▶ **REQUIRED TASK**
In the article below about the CBH board dispute, who is the chair of the PGA grains committee?

▶ **DOCUMENT**
----------

CBH 'war' on inquiry agenda

11 Feb, 2015 01:00 AM
We are now constantly seeing a factional war playing out on the board and it is spilling over

RECENT public infighting among CBH directors was a focal point of questioning at last week’s Senate inquiry hearing into grain logistics.

Western Australian Pastoralists and Graziers Association (PGA) grains committee chair John Snooke told the Committee concerns about the CBH board’s “public factional war” were escalating in WA.

“We are now constantly seeing a factional war playing out on the board and it is spilling over into the media,” he said.

“Just recently I have had numerous members call me who are very, very upset by this public factional war that is being played out.

“They are looking at their balance sheets, which are struggling, and they see this equity in CBH that they cannot realise.

“But the value of CBH at the moment would be in some decline.

“Without going into the nitty-gritty of each issue, that tells you of the broader frustration that is really developing in WA.”

PGA wants CBH privatised

Mr Snooke said the PGA wanted to see a board that operated commercially, “like other companies in Australia”.

He said the PGA questions the way CBH is being managed and operated but “our members still identify that they have equity in the company”.

----------

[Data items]
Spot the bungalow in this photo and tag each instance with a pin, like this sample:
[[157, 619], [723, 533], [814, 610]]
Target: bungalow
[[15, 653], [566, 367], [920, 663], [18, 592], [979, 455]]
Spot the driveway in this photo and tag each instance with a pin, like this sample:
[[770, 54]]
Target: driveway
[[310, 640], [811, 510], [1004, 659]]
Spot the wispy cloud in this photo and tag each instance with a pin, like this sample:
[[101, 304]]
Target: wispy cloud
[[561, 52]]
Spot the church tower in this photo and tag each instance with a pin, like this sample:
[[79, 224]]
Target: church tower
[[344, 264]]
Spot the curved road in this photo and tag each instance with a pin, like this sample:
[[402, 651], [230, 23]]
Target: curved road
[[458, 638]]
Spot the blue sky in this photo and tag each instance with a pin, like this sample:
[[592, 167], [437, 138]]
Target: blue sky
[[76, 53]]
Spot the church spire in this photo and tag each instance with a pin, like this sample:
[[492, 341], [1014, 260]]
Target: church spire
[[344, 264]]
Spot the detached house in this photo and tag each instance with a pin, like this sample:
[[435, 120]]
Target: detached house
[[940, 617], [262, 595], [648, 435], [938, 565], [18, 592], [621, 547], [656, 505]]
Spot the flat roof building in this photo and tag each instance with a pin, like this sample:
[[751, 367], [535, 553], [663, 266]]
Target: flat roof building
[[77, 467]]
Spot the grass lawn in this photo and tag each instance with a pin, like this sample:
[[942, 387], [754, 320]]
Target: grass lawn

----------

▶ **COMPLETED EXERCISE**
John Snooke